Partes do exercício:
- a) Responda, com base na carta sobre a juventude:
(i) Segundo o ditado citado, a juventude é a janela de quê?
(ii) Qual lei é mencionada junto ao Estatuto da Criança e do Adolescente?
(iii) Com que finalidade a carta escreve "juventudeS" no plural?
- b) Liste todos os critérios que, segundo a carta sobre a juventude, determinam as especificidades dos fatores relacionados à juventude.
- c) Por favor, resuma em forma de lista o parágrafo da carta sobre a juventude que começa com "Diferente da infância e adolescência", mantendo suas informações principais.

Trecho do documento:
Matheus Portela* | Salvador


CARTA – Como já prevê o ditado clichê, a juventude é a “janela do futuro”, deste modo, a juventude possui a grande tarefa de criar as condições e dar seguimento a construção do futuro da nossa sociedade. Nesse sentido, cabe a nós, os jovens, questionarmos não apenas quem somos, mas também qual o futuro que queremos construir. 

Então, seguimos por partes. Qual é o entendimento social do conceito  “juventude” na contemporaneidade?

Diferente da infância e adolescência que possuem marcadores biológicos e legislativos, através do Estatuto da Criança e do Adolescente – ECA (Lei nº 8069/90), para delimitar o período que compreende essa etapa da vida, a “juventude” não apresenta esse consenso, pois não se trata de um mero conceito estático e concreto, mas uma variedade de conceitos frutos de uma histórica representação específica de cada sociedade. Portanto, a juventude refere-se a um período que não se limita apenas a classificação etária, mas que compreende uma série de fatores, relacionados às transformações biológicas, psicológicas, culturais e sociais. E tais fatores apresentarão suas devidas especificidades de acordo com diferentes culturas, épocas, raça, gêneros e classe. 

Assim, apesar do senso comum utilizar-se da ideia cronológica para compreender a juventude apenas enquanto marco temporal, devemos ressaltar que este conceito carrega uma pluralidade de significados, e que não existe uma única concepção social que delimite o grupo geracional no qual os jovens estão inseridos, uma vez que trata-se de uma categoria que encontra-se em permanente construção social e histórica. Desta forma, ao destacarmos o papel da juventude, torna-se necessário abordar enquanto um conjunto heterogêneo das “juventudeS”, nomeada no plural justamente para evidenciarmos os diferentes grupos que a compõem, que apresentarão diferentes anseios, necessidades e objetivos.

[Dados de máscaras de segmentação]
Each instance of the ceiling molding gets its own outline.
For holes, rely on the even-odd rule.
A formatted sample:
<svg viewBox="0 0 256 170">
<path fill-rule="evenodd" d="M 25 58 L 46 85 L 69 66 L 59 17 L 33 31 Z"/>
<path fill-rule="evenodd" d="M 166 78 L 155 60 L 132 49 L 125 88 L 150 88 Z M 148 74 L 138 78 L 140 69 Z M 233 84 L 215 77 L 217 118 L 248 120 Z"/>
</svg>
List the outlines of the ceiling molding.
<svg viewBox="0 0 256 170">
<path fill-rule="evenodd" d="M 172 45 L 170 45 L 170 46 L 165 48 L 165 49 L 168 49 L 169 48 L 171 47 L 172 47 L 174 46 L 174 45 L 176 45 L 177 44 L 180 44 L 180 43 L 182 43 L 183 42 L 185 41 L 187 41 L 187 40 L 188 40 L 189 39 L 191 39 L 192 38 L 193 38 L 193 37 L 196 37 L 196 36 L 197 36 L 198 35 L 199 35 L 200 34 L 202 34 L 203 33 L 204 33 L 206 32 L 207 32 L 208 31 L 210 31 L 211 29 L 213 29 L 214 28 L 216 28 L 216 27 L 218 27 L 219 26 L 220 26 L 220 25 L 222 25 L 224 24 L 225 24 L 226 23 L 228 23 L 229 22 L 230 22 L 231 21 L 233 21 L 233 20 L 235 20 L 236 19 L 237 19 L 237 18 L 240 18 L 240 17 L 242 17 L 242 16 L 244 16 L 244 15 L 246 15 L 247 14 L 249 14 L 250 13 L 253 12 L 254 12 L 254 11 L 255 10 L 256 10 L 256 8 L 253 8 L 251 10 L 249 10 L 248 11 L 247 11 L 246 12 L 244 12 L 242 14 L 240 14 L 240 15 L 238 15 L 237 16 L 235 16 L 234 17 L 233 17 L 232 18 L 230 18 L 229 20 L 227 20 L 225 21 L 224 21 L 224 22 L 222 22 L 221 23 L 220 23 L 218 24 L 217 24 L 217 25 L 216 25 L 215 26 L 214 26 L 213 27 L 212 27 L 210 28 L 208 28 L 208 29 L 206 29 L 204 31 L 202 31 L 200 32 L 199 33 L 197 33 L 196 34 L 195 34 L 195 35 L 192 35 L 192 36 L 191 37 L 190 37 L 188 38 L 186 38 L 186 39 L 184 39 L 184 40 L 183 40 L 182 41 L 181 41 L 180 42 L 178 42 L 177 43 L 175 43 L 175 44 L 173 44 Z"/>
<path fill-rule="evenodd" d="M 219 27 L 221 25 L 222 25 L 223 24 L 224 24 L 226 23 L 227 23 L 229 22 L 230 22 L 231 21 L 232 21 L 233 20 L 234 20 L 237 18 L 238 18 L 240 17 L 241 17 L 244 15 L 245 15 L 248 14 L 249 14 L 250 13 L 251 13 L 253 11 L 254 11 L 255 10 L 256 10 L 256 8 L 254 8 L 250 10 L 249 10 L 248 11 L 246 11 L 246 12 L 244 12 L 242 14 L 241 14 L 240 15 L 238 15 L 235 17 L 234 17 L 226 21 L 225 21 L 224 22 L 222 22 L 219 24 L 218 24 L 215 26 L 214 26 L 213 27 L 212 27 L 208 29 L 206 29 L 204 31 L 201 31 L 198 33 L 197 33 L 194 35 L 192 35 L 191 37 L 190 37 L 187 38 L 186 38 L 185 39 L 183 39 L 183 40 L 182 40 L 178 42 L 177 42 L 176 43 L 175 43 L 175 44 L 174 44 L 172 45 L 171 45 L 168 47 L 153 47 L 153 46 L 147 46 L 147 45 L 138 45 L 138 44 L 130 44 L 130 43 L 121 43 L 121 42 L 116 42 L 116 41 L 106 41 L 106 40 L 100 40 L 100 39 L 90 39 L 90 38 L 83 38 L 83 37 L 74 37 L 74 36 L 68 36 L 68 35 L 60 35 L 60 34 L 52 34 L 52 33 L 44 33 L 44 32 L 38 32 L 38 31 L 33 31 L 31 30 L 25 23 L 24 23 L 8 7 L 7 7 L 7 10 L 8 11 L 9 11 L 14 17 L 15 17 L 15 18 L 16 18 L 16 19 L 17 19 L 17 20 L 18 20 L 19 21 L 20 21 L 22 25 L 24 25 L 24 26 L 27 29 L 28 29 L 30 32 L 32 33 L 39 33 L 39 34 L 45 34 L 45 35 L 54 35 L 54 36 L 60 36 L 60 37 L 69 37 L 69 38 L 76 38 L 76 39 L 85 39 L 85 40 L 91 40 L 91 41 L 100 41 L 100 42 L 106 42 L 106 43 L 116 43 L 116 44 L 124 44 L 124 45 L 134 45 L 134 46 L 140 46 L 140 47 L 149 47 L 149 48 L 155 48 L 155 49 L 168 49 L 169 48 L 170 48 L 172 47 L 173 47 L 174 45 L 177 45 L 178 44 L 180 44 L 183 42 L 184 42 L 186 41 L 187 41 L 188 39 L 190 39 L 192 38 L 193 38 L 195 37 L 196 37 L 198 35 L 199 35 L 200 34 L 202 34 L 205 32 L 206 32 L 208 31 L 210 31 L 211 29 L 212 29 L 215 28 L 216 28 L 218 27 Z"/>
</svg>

Resultados do exercício:
- a)
(i) Do futuro ("janela do futuro").
(ii) A Lei nº 8069/90.
(iii) Para evidenciar os diferentes grupos que compõem a juventude.

- b) Culturas, épocas, raça, gêneros e classe.

- c)
- A infância e a adolescência têm marcadores biológicos e legislativos definidos pelo ECA (Lei nº 8069/90).
- A "juventude" não tem esse consenso: é um conjunto de conceitos que resultam da representação histórica específica de cada sociedade.
- Ela não se limita à faixa etária e envolve transformações biológicas, psicológicas, culturais e sociais.
- Esses fatores variam conforme culturas, épocas, raça, gêneros e classe.